Write out the full listing again, exactly as it stands.

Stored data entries
┌──
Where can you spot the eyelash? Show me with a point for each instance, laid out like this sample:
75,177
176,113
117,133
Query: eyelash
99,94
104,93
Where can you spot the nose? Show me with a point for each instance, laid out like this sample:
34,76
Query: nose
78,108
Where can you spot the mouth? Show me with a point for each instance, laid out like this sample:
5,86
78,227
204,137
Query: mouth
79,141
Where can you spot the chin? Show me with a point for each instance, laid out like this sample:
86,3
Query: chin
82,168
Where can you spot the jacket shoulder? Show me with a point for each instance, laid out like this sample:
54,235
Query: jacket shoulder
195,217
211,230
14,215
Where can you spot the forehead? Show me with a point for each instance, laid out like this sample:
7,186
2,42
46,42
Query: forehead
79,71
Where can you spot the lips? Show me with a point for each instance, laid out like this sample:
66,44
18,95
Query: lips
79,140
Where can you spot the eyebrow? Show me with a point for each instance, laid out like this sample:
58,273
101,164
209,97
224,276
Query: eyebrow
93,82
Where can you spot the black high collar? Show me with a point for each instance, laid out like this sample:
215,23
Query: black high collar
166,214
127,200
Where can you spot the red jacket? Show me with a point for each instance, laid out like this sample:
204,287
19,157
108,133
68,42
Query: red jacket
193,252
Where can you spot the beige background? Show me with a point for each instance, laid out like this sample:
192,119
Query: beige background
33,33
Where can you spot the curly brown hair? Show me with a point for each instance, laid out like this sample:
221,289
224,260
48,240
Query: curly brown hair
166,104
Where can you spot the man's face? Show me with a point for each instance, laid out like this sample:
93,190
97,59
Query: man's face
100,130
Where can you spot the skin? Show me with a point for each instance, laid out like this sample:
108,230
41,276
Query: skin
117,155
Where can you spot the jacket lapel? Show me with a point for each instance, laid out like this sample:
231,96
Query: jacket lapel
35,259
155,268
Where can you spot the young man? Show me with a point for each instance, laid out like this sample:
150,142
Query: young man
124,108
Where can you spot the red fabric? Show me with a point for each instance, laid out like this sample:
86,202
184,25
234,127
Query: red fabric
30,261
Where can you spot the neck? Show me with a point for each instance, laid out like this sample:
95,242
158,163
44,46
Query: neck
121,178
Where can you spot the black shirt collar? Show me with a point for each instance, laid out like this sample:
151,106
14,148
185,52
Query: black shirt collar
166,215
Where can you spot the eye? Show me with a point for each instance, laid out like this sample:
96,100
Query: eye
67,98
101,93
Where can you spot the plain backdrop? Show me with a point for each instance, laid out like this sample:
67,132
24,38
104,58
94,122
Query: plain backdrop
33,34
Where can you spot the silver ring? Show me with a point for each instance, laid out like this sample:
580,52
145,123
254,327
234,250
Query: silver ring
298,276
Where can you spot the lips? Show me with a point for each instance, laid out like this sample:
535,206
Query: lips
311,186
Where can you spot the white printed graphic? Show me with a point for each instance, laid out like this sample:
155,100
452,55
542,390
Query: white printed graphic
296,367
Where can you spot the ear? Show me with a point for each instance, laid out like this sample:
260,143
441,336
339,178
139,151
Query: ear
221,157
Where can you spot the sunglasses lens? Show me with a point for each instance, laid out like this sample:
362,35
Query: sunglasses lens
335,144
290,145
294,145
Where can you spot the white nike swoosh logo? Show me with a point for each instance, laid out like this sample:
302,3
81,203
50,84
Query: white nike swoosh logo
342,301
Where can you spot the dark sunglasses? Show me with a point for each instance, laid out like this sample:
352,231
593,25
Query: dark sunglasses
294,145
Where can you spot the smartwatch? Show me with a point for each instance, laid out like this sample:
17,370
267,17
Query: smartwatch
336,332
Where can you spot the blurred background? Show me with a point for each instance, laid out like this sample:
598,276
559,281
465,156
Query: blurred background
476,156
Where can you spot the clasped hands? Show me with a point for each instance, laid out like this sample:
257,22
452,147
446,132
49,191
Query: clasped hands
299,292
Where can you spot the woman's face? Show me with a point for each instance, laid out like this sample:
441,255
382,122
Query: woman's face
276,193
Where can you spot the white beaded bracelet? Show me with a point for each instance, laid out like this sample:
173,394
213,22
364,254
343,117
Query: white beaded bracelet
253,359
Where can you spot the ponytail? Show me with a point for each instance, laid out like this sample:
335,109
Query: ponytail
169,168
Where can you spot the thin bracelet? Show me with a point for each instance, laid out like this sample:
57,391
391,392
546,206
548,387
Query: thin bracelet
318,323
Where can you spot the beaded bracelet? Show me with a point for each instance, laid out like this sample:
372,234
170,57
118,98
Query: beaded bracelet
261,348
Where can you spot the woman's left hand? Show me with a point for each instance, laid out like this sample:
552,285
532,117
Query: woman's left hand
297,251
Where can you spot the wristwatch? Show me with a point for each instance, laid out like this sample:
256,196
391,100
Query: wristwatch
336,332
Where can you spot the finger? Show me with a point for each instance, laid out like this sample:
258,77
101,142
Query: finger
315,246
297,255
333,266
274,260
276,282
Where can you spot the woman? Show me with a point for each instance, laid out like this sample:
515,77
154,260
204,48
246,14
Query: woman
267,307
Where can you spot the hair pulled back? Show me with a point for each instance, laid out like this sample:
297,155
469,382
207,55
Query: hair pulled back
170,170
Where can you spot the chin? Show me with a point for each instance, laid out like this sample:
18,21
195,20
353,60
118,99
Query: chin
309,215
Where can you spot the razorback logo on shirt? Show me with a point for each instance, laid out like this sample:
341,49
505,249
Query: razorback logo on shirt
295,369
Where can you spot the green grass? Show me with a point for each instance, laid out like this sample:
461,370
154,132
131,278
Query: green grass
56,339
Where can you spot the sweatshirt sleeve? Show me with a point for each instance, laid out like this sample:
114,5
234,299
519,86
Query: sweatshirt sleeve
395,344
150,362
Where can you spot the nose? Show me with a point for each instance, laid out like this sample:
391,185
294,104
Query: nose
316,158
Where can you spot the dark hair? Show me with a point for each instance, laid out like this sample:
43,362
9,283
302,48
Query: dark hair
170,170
└──
> **TASK SOLUTION**:
Where can you spot the eyelash? Show me with a point for each instance, laid out like this sample:
75,177
176,113
117,133
Query: eyelash
99,94
104,93
Where can you spot the nose? Show me with a point for each instance, laid out like this sample:
34,76
Query: nose
78,108
Where can you spot the mouth? Show me with a point for each instance, laid out like this sample:
5,86
78,227
204,137
Query: mouth
79,141
Where can you spot the chin? Show me with a point for each instance, laid out like this sample:
86,3
Query: chin
82,168
Where can you spot the jacket shoulder? Show me with a point for each instance, laid out like this sample:
54,235
Query: jacket shoulder
195,217
211,230
14,215
Where can you spot the forehead? Show me with a point for each instance, laid out like this sample:
7,186
2,42
46,42
Query: forehead
79,71
Where can you spot the lips? Show me with a point for each instance, laid out like this sample:
66,44
18,95
Query: lips
79,140
Where can you spot the eyebrow? Show me with a point for each instance, laid out like this sample:
58,273
101,164
209,97
224,276
Query: eyebrow
93,82
Where can you spot the black high collar? Show me with a point for each instance, laid out like this sample:
215,23
Query: black high collar
166,214
127,200
Where can you spot the red jacket? Show me with a point for each instance, laid out like this sample:
204,287
19,157
108,133
68,42
Query: red jacket
193,252
Where can you spot the beige background? Show me with a point for each instance, laid out like this sample:
192,119
Query: beige background
33,33
Where can you spot the curly brown hair? Show me with a point for each instance, laid out like this sample:
221,289
224,260
48,240
Query: curly brown hair
166,104
Where can you spot the man's face? Show me with a point for each instance, laid out like this sample:
93,190
97,59
Query: man's face
100,130
Where can you spot the skin? Show me with a point for each instance, laid out like this sample:
108,230
41,276
Query: skin
117,155
Where can you spot the jacket lapel? Show me with a point for each instance, laid out like this sample:
231,96
Query: jacket lapel
35,259
155,268
Where can you spot the young man? Show me with a point for each instance, laid out like this sample:
150,142
Query: young man
124,108
Where can you spot the red fabric? Show me with a point for each instance, laid out like this sample:
86,202
184,25
234,127
Query: red fabric
30,261
Where can you spot the neck? Show me with a point for each instance, laid out like this sample:
95,242
158,163
44,46
Query: neck
121,178
Where can you spot the black shirt collar? Show me with a point for each instance, laid out like this sample:
151,106
14,148
185,52
Query: black shirt collar
166,215
Where can you spot the eye? Show me with a point for each instance, laid out like this sample:
96,100
Query: eye
67,98
101,93
Where can you spot the plain backdrop? Show me with a point for each instance, laid out like this sample:
67,132
24,38
104,58
94,122
Query: plain backdrop
33,34
Where can you spot the silver ring? Show me with a point for each instance, laid out like this sample:
580,52
145,123
254,327
234,250
Query: silver ring
298,276
Where can you spot the lips? Show me with a point for each instance, laid out like this sample:
535,206
Query: lips
311,186
Where can you spot the white printed graphic? Show me with a point for each instance, laid out like this sample:
155,100
452,55
542,390
Query: white printed graphic
296,367
Where can you spot the ear? Show me with a point for each instance, laid out like this sample:
260,143
441,336
339,178
139,151
Query: ear
221,157
Where can you spot the sunglasses lens? Show me with a point for each instance, laid out like this sample:
362,35
Query: sunglasses lens
335,144
290,145
294,145
Where can you spot the white nike swoosh logo? Show me with a point for each instance, laid out like this sample:
302,3
81,203
50,84
Query: white nike swoosh logo
342,301
Where can you spot the dark sunglasses? Show me with a point for each instance, laid out like this sample:
352,231
593,25
Query: dark sunglasses
294,145
Where can you spot the smartwatch? Show me with a point for each instance, laid out like this sample:
17,370
267,17
Query: smartwatch
336,332
Where can you spot the blurred background? Show me with a point for each instance, laid out like this sample:
598,276
559,281
465,156
Query: blurred background
476,156
Where can you spot the clasped hands? Show me with a point for each instance, laid out like this sample:
257,22
452,147
446,132
49,191
Query: clasped hands
299,292
Where can you spot the woman's face? Show me with a point for each instance, laid out like this sample:
441,255
382,122
Query: woman's face
276,193
Where can you spot the white beaded bracelet? Show me with a point for each instance, laid out like this sample:
173,394
213,22
364,254
343,117
Query: white beaded bracelet
253,359
Where can you spot the ponytail? Show me with a point for each instance, laid out like this sample:
335,109
Query: ponytail
169,168
Where can you spot the thin bracelet? Show me with a point for each instance, laid out like this sample:
57,391
391,392
546,206
548,387
Query: thin bracelet
318,323
Where can you spot the beaded bracelet? Show me with a point for each instance, laid out like this sample:
372,234
170,57
118,98
Query: beaded bracelet
261,348
Where can you spot the woman's left hand? Show me with a point for each instance, laid out like this sample:
552,285
532,117
Query: woman's left hand
297,251
Where can you spot the wristwatch? Show me with a point for each instance, laid out like this sample:
256,196
391,100
Query: wristwatch
336,332
Where can you spot the finger? Show me with a point for each instance, laid out like this sample:
258,77
101,142
Query: finger
315,246
297,255
333,266
274,260
276,282
Where can you spot the woman? Show me with a point for each instance, laid out like this sample:
515,77
154,260
204,48
246,14
Query: woman
267,307
Where can you spot the hair pulled back? Show me with a point for each instance, laid out like this sample:
297,155
469,382
207,55
Query: hair pulled back
170,170
Where can you spot the chin? Show me with a point for each instance, laid out like this sample:
18,21
195,20
353,60
118,99
Query: chin
309,215
Where can you spot the razorback logo on shirt? Show me with a point for each instance, laid out like this sample:
341,49
505,249
Query: razorback logo on shirt
295,369
Where can you spot the green grass? Show me with a point for each instance, laid out like this sample:
461,370
154,132
131,278
Query: green grass
56,339
Where can you spot the sweatshirt sleeve? Show me with a point for each instance, laid out like this sample:
114,5
234,299
519,86
Query: sweatshirt sleeve
395,344
150,362
Where can you spot the nose? Show me with a point for each instance, laid out like this sample:
391,185
294,104
Query: nose
316,158
Where can you spot the dark hair? Show me with a point for each instance, laid out like this sample:
43,362
9,283
302,48
Query: dark hair
170,170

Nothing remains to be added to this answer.